[EXERCISE]: Collect every line in the records that contains the string "helmet". Case counts.

[GIVEN DATA]:
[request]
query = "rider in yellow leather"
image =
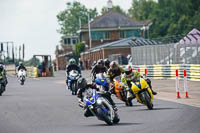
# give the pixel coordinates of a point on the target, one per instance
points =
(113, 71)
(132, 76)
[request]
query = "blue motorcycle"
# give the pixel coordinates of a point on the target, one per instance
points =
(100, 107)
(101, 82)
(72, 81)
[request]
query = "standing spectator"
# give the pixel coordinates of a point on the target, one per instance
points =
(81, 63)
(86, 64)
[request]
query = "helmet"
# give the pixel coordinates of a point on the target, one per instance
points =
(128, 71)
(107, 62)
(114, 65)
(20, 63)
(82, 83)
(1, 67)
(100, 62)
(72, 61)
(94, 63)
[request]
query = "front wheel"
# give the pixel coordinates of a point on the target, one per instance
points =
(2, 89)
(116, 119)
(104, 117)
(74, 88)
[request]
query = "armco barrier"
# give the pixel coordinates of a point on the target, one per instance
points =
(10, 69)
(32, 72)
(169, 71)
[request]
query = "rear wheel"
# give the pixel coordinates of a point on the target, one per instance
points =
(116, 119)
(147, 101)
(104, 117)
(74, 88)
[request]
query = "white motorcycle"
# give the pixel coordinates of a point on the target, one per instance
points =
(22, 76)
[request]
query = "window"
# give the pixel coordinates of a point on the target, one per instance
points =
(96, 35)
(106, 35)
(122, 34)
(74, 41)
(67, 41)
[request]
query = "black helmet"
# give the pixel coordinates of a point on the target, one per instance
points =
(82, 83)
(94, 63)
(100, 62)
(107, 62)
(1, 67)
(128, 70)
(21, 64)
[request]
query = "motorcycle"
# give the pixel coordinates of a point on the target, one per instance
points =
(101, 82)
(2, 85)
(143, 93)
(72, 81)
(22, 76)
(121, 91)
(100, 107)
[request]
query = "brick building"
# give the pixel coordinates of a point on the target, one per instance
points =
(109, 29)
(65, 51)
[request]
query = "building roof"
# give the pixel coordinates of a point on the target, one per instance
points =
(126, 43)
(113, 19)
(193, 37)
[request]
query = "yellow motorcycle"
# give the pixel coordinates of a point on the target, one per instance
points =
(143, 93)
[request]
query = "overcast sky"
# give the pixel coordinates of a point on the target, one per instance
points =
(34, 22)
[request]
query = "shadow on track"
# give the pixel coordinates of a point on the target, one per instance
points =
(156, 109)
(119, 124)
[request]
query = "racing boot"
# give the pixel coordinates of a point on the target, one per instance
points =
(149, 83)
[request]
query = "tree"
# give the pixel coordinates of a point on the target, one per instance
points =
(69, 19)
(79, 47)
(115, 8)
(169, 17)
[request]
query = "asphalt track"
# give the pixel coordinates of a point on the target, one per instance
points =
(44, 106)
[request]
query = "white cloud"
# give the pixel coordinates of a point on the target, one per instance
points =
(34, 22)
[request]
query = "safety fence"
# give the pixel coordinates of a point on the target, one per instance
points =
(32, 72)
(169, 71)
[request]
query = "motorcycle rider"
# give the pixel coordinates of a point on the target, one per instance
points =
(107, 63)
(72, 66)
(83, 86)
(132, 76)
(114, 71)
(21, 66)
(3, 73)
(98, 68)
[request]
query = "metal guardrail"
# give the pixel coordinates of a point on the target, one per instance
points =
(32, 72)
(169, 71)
* * *
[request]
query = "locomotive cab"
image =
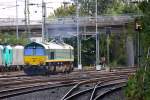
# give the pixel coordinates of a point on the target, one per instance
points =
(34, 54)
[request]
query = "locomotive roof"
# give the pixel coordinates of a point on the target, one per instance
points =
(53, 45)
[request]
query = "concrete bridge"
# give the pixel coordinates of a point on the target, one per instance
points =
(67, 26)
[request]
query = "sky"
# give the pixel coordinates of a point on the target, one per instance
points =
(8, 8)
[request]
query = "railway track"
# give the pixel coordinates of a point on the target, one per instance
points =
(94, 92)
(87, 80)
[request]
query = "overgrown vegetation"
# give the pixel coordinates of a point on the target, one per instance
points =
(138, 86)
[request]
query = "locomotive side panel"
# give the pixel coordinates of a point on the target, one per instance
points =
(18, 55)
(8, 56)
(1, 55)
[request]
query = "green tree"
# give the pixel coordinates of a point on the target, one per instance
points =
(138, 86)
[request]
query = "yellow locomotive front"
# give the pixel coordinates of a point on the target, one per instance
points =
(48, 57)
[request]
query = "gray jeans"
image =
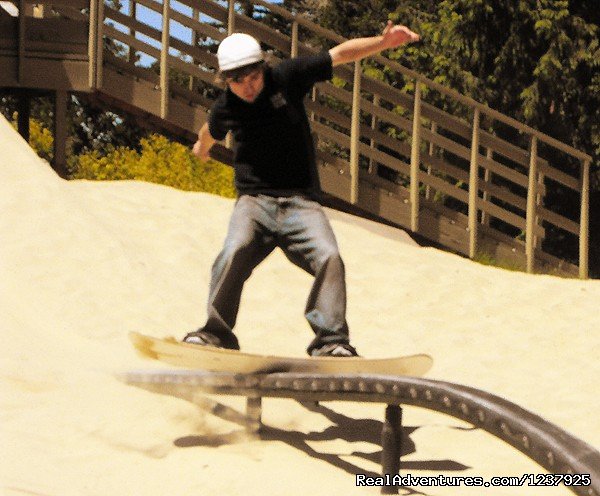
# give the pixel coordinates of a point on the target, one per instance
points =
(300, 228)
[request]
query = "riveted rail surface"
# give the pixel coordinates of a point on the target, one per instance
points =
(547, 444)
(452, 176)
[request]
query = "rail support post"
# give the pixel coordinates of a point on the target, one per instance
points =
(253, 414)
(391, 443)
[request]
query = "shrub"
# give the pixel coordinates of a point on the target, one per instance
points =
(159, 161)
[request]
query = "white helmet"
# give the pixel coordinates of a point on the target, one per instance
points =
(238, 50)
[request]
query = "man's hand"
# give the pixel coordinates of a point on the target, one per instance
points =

[EXPECTED ANSWER]:
query = "helmet"
query = "black helmet"
query = "white helmet"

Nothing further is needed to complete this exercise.